**Input material**
[START]

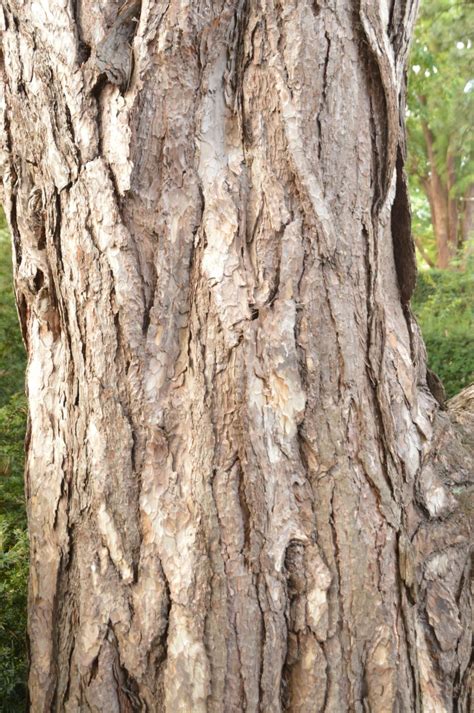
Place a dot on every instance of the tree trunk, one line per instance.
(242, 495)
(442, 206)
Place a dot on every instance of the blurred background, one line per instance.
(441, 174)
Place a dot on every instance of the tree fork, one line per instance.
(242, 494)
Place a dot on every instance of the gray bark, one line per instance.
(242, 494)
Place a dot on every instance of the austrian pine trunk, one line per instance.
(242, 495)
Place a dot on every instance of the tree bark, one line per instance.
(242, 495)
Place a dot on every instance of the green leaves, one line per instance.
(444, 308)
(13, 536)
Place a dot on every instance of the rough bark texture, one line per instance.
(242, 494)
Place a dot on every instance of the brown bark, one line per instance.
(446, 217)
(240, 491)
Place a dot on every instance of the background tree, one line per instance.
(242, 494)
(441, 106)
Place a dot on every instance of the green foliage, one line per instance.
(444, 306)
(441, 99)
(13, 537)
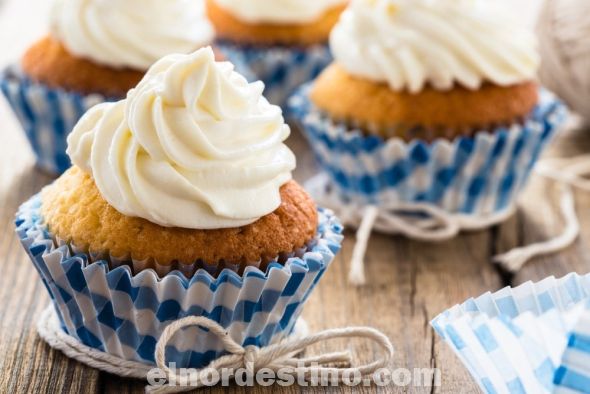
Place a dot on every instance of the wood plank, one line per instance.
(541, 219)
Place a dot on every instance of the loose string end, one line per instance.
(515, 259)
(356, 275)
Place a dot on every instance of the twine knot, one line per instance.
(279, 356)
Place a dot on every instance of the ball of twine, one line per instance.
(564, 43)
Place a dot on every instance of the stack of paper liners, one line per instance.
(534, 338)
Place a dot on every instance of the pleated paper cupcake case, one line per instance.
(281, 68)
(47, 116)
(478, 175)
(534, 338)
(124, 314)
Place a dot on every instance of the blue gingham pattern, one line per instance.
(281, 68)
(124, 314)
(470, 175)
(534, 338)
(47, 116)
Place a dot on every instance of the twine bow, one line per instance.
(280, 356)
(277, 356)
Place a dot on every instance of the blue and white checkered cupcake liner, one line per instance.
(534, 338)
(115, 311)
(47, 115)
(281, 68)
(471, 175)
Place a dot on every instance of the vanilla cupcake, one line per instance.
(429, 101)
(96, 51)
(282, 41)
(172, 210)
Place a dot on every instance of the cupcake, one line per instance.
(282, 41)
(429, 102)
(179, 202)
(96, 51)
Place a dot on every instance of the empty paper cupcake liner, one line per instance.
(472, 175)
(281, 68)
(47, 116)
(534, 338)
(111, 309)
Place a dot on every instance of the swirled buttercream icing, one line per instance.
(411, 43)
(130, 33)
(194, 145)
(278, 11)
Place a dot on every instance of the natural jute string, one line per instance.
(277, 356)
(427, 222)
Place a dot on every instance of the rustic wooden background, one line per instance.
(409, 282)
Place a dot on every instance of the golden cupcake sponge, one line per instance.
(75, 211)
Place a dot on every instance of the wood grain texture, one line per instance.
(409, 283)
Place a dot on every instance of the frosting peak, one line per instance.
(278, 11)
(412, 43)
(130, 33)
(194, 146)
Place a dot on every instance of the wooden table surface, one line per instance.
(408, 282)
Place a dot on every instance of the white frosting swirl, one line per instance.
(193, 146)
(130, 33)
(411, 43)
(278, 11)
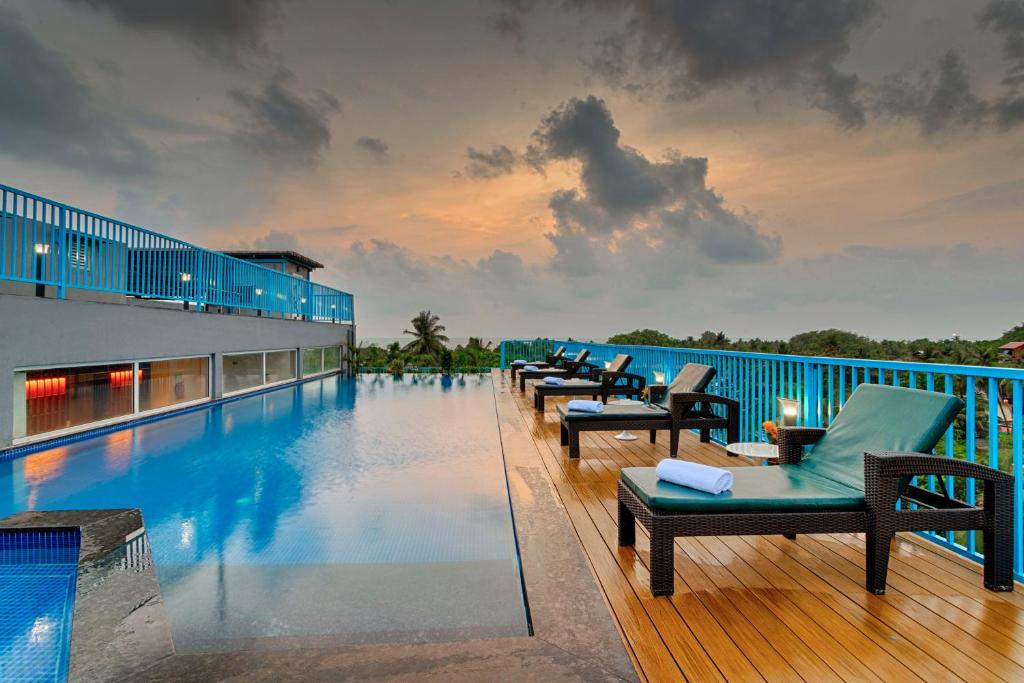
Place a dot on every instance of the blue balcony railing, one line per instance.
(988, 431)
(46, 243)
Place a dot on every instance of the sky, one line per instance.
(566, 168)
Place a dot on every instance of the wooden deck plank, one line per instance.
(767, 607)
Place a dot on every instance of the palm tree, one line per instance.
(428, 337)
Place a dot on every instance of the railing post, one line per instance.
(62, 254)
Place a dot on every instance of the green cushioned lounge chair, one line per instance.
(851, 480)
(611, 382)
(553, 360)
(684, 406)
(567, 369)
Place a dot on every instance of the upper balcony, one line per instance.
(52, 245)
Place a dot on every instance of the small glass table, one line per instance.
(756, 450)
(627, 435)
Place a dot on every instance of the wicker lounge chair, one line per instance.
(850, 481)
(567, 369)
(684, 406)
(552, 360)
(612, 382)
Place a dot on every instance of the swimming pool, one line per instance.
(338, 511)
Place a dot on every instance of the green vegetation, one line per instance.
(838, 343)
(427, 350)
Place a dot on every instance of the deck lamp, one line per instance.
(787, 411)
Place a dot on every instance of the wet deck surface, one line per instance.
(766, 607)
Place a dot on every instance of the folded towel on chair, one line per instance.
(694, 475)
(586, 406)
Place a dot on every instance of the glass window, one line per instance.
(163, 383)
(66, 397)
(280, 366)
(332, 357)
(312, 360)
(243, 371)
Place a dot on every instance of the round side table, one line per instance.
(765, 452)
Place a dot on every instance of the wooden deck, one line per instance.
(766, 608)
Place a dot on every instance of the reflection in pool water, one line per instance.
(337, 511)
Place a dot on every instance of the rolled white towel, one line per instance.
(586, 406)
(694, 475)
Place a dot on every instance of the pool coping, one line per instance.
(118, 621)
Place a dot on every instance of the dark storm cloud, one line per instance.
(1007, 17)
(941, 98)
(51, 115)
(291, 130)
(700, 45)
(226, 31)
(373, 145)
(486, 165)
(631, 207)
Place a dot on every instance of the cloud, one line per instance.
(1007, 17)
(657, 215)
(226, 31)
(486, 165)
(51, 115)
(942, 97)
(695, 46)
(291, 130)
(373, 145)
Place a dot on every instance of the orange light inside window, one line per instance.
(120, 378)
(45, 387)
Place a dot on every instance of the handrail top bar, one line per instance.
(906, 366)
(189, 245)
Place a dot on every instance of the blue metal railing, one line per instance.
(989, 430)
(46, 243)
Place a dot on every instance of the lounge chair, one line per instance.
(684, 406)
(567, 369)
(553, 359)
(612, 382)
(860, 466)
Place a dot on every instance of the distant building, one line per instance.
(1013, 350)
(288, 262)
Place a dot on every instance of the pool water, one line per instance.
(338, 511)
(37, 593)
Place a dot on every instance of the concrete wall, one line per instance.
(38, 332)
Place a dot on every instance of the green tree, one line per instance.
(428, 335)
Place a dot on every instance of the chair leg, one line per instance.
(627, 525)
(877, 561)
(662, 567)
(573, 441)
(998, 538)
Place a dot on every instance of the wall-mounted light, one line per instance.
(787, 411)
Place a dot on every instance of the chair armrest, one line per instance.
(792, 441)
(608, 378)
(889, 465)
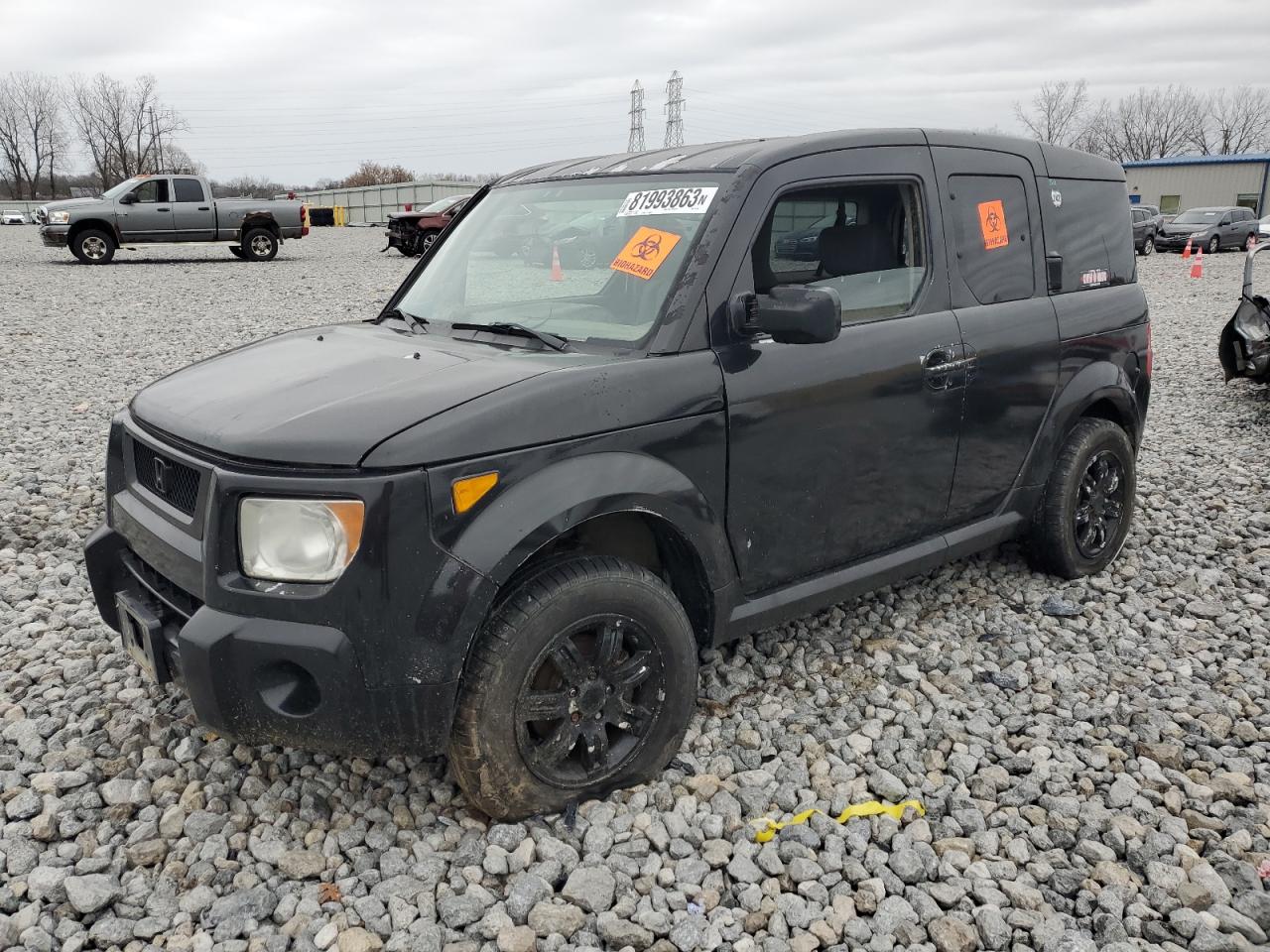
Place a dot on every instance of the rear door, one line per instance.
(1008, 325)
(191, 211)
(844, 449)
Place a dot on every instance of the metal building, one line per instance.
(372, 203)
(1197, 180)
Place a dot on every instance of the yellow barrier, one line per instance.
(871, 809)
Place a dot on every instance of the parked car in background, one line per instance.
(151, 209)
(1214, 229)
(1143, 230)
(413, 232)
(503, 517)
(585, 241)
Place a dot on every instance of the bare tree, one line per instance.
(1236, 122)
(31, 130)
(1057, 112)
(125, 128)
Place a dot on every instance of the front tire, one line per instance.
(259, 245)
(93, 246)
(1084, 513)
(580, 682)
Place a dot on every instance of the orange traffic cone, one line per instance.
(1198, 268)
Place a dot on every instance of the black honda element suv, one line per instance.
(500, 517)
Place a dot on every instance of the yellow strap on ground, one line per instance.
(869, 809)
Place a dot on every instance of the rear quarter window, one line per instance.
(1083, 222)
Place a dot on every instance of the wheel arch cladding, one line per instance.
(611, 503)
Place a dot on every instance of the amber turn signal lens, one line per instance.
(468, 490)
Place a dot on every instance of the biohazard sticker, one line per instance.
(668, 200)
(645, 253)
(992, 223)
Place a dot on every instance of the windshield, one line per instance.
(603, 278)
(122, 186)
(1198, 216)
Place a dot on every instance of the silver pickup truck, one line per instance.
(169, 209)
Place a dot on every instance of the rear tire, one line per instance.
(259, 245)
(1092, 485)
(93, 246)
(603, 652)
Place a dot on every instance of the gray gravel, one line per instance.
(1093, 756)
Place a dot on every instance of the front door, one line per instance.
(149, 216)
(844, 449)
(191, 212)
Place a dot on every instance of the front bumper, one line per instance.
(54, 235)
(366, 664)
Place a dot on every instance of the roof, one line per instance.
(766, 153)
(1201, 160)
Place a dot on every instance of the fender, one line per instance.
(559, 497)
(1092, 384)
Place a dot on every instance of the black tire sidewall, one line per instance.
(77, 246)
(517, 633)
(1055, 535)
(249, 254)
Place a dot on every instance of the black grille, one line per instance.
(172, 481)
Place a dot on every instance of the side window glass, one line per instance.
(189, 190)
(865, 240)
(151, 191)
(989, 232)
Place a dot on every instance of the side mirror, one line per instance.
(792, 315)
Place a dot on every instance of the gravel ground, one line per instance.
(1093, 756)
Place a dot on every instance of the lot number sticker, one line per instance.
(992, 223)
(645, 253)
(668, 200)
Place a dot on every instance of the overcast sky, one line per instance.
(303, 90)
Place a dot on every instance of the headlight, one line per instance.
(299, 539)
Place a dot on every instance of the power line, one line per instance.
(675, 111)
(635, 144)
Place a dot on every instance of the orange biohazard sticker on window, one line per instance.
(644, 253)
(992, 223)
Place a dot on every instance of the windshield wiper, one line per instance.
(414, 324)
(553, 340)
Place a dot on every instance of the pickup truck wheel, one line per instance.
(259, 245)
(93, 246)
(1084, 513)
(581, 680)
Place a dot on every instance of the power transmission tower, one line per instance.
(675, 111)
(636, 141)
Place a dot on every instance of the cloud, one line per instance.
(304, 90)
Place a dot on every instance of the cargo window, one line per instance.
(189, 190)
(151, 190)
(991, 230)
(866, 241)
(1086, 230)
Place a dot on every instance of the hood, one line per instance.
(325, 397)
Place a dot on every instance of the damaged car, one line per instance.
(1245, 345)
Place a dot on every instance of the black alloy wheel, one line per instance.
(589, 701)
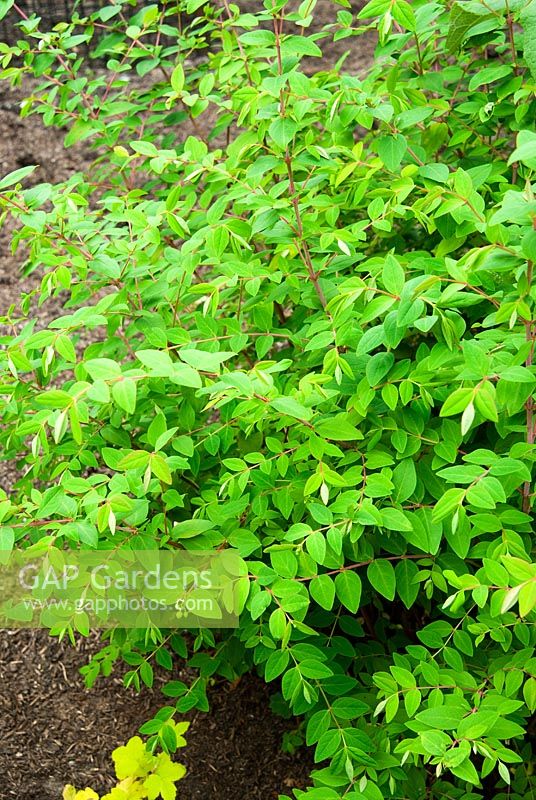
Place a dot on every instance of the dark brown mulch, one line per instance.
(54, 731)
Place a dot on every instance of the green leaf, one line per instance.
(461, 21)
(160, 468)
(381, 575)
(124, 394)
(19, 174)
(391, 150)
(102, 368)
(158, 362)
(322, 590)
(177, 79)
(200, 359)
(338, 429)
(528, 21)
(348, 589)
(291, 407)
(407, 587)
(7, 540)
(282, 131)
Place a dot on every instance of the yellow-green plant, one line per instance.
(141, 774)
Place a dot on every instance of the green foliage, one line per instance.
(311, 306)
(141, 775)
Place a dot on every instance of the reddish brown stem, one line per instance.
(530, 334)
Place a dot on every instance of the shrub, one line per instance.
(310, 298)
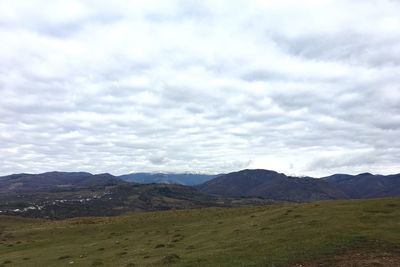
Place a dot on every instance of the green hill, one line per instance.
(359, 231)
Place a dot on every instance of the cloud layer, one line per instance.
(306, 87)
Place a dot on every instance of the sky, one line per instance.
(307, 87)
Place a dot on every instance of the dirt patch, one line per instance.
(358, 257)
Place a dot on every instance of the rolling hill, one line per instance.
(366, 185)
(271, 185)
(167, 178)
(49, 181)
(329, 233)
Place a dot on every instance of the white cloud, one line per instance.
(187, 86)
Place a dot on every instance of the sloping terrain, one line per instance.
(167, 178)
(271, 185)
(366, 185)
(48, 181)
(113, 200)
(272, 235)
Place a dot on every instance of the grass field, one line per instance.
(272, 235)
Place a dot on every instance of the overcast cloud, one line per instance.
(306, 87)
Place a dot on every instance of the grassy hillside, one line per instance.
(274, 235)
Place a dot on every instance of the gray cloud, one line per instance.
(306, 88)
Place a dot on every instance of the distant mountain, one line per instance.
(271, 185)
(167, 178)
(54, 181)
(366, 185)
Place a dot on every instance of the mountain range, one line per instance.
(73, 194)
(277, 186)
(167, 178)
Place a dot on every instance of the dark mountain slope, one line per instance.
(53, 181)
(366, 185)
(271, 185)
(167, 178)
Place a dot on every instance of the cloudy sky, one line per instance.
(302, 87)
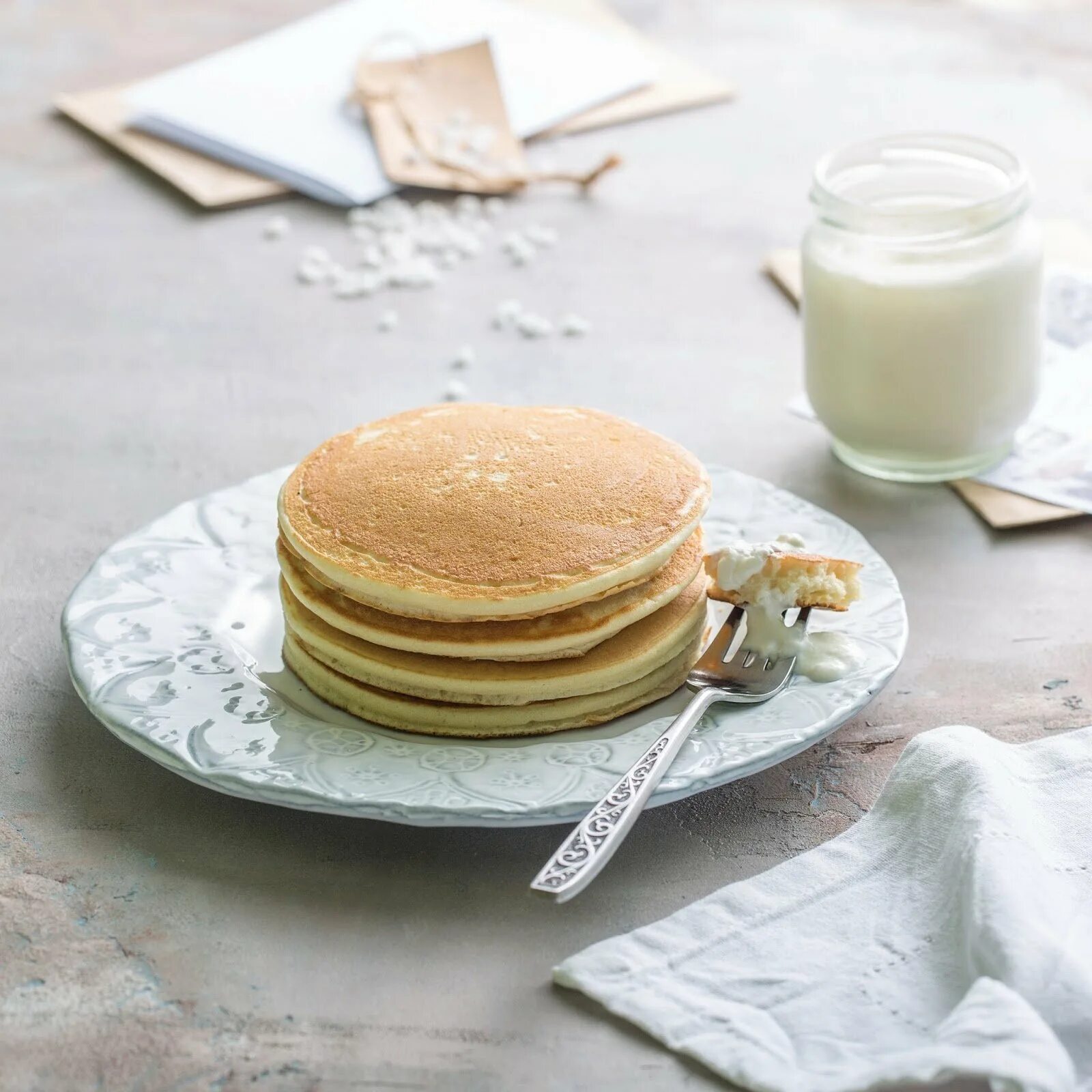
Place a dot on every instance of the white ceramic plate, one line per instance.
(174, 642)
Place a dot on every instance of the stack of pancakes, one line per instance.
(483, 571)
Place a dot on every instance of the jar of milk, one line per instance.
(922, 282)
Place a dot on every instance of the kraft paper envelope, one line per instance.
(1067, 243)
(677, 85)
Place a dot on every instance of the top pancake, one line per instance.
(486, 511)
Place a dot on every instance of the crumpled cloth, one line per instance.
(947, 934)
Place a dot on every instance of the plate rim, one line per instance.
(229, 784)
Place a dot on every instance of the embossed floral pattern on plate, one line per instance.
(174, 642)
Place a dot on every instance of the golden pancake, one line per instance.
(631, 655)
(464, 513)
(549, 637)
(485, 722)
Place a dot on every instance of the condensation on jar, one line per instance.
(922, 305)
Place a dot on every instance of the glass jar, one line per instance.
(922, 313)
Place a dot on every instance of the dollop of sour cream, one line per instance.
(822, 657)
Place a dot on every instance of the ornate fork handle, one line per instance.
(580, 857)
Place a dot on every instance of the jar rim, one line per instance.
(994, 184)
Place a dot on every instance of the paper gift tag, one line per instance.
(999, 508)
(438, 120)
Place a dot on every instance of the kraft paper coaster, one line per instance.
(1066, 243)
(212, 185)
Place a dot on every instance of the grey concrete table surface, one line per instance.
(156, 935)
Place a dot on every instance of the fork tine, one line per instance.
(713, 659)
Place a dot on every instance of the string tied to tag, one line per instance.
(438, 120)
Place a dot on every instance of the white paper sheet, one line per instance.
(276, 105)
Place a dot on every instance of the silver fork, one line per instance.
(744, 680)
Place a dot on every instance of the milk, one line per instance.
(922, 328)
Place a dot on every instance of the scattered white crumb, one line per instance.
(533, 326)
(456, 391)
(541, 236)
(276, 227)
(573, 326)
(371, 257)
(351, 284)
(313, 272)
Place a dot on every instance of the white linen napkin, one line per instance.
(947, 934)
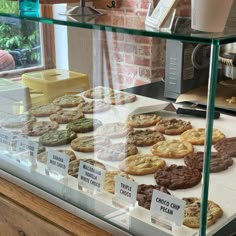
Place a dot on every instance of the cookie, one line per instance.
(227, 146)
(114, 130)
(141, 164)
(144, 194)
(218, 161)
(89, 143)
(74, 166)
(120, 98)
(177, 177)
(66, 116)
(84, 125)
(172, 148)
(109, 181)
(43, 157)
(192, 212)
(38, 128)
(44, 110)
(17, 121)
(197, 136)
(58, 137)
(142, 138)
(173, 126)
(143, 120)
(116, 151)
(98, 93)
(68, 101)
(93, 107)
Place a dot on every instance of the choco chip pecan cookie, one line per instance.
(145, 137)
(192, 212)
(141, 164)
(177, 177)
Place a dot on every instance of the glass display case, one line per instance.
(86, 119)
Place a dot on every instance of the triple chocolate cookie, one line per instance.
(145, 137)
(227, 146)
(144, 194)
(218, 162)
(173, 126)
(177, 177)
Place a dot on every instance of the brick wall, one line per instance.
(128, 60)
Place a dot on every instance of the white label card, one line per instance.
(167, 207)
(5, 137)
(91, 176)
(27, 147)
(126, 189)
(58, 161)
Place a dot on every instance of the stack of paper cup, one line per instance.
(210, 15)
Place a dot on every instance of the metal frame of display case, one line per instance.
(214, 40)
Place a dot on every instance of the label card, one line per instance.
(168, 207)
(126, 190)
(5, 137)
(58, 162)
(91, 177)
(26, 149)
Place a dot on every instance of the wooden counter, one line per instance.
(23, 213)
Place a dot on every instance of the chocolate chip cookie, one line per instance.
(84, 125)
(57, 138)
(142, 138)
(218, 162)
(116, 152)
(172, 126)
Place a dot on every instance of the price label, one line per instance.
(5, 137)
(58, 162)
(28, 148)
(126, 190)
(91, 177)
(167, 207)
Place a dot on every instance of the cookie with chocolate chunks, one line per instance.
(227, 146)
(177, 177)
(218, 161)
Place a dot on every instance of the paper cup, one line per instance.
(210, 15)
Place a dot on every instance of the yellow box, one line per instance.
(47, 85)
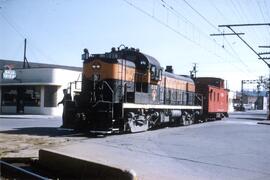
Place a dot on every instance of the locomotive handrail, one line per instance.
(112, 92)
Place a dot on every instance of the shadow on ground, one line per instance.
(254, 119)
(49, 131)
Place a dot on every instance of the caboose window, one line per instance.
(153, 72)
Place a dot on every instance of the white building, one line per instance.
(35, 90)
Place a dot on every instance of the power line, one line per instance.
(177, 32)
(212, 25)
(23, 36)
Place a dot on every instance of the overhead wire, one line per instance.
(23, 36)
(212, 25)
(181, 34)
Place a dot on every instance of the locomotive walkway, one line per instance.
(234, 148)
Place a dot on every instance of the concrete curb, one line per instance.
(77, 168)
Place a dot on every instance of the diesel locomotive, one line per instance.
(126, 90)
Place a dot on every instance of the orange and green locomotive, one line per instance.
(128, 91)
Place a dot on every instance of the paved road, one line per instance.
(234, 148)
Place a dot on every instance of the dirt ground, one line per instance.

[END]

**To be done**
Your task is to copy word for word the lines from the line containing "Place a dot on every instance of the price" to the end of the listing, both included, and to drop any pictures.

**Worked answer**
Place a dot on every instance of the price label, one line per instance.
(5, 137)
(58, 162)
(28, 148)
(126, 190)
(91, 177)
(167, 207)
Place a dot on every instance of the cookie with chocolate chunks, one line per instance.
(227, 146)
(177, 177)
(218, 161)
Place a dot on every instance of the paper cup, one line per instance.
(210, 15)
Place a dot on every instance of the yellow box, one line per instance.
(47, 85)
Place a dot on every instance of the locomotive handrail, one line per instance.
(112, 92)
Place a dot on every instance of the shadow on ground, one line per instance.
(254, 119)
(49, 131)
Place a dot on every instance of the caboose window, one line per instance.
(153, 72)
Place a dot on every instance of the white building, one line per instance.
(35, 90)
Place a dot on every instance of the power line, one line per instance.
(177, 32)
(212, 25)
(23, 36)
Place a dot on every instance of the overhead wire, one line per instance.
(23, 36)
(212, 25)
(181, 34)
Place a dot on every instance of the locomotive walkway, one line per instance.
(234, 148)
Place a dot on every instance of the concrete curb, one line per instance.
(77, 168)
Place a dot on every instance of the diesel locomotive, one line per instance.
(126, 90)
Place a dot on every instance of the orange and green locomotive, one line per instance.
(128, 91)
Place a dot on every instance of the paved road, one line per instance.
(234, 148)
Place a dot on every instance of the dirt ground, one line per instance.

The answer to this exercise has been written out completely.